(Stored items from a collection)
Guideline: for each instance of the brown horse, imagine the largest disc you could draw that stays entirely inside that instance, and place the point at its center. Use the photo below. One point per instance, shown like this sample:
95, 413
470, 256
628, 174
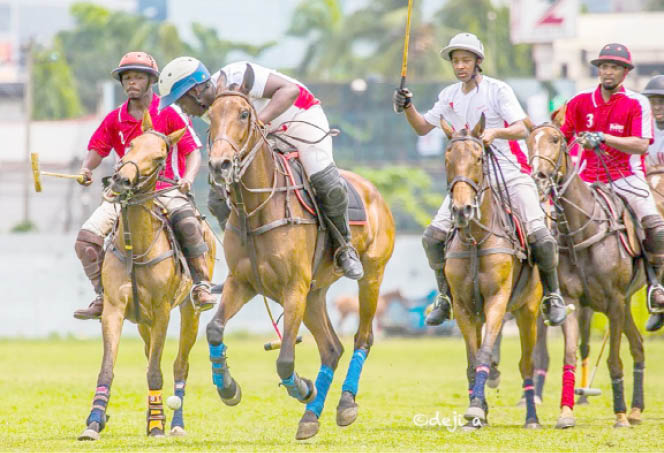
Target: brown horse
141, 241
596, 271
487, 273
270, 248
349, 305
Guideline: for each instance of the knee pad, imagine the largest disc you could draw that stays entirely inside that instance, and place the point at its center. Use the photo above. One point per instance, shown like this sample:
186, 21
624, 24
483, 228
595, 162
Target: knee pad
188, 231
331, 190
433, 241
545, 249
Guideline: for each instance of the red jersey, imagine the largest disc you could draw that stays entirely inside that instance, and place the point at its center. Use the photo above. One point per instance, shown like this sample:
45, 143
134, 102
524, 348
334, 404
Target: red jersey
119, 128
626, 114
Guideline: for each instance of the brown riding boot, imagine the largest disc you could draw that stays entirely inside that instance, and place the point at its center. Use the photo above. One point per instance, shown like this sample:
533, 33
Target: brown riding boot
200, 291
90, 250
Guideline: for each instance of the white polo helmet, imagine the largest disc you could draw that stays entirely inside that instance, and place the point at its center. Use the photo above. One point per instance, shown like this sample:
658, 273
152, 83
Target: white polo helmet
178, 77
463, 41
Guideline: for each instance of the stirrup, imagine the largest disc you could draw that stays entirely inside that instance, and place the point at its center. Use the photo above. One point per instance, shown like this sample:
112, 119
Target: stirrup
652, 308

• _PROBLEM DETAILS_
Repeat the records above word for word, starting at the line that contains "Guideline: for each instance of the brown riding" and ending with the last line of the records.

• _ANSWER TO THE PROBLEM_
Guideline: for each instance of the brown riding boot, imagine the largest disc you could draw that stays entirely inside that instance, and place the point at its center. Use the photo above. One point per instance, shown like this sample:
533, 33
Target: brown riding boot
200, 291
90, 250
Guideline: for each instance of the white polo helmet, imagine the largest disc you could draw that stays entirely inside that instance, and place the point at its center. Use the photo above. One point per instance, shown like this sample:
658, 273
152, 83
Target: white polo helmet
178, 77
463, 41
Guideline: for each instance of the stirrup, imagine the largest disc you could draw that stays entirely inside that instance, and place the point at its center. Use the photo above. One point per instance, shown like this sample:
112, 119
Target: stirrup
652, 308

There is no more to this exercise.